***** The data *****

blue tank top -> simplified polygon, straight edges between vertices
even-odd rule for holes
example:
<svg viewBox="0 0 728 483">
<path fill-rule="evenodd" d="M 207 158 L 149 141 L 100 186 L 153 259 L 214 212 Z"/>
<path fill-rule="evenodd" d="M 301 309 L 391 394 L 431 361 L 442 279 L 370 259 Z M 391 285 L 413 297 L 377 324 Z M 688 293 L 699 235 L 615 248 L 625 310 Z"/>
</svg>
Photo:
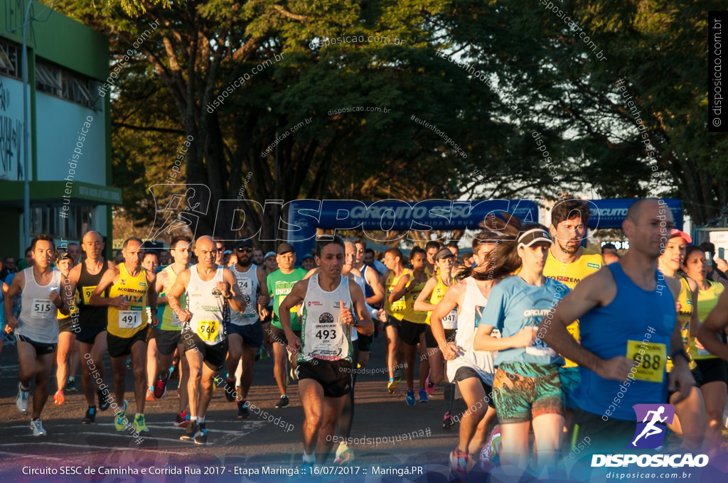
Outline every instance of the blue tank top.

*****

> _Exercise goal_:
Rewrite the records above as a numbered list with one line per item, skipping any blank lines. Omit the pictures from your list.

> _Finished answer_:
1. blue tank top -> simplified polygon, straight edges between vertices
2. even-odd rule for holes
3. example:
4. <svg viewBox="0 0 728 483">
5. <path fill-rule="evenodd" d="M 207 158 L 149 141 L 100 186 L 153 259 L 214 212 Z"/>
6. <path fill-rule="evenodd" d="M 301 309 L 391 394 L 431 361 L 442 279 L 370 259 Z M 391 285 L 413 297 L 377 324 Z M 688 293 L 699 235 L 615 248 L 625 310 Z"/>
7. </svg>
8. Photo:
9. Outline every instance of the blue tank top.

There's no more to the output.